Dataset entries:
------------------------------

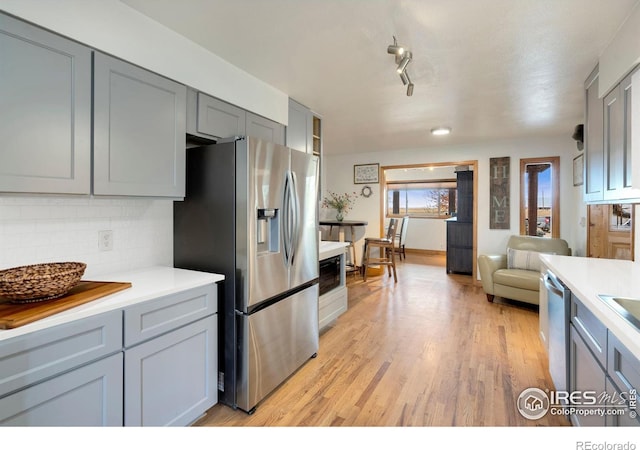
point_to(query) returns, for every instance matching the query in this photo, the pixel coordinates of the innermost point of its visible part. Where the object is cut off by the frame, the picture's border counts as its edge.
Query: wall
(115, 28)
(36, 229)
(572, 208)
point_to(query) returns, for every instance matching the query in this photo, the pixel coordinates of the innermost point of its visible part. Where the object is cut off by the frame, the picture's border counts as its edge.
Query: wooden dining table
(343, 224)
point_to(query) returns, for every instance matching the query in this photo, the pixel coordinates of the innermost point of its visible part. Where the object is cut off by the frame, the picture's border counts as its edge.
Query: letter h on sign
(499, 171)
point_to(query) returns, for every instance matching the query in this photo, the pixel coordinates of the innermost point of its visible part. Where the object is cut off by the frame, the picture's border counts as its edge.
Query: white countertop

------------------------------

● **TO DO**: Express the data above as a JSON list of strings, one string for each line, with blank lines left out. Leave the pictures out.

● **EXPECTED ANSWER**:
[
  "point_to(query) returns, for every instance matching the query in this photo, the pixel coordinates of the innermost point of its visible part. Where the object is cut off by the frame, the picture's border counts as its edge.",
  "Query: wall",
  "(115, 28)",
  "(36, 229)",
  "(572, 208)",
  "point_to(query) returns, for every instance matching the query in this photo, the pixel coordinates of the innermost point of its visible part. Where the object is cut off by the frame, the picture's border counts as its edge.",
  "Query: wooden dining table",
  "(343, 224)",
  "point_to(query) returns, for every instance matching the query in this photo, the pixel coordinates of the innermost point of its visible part. Where the object is cut off by the frame, the picture's border counts as its edge.",
  "Query: letter h on sign",
  "(499, 171)",
  "point_to(query) returns, for every instance matching the query in this photo, the pixel coordinates of the innermost point of its visible part. Where the object is cut off by the frame, the picture's border counts as its edge.",
  "Query: white countertop"
]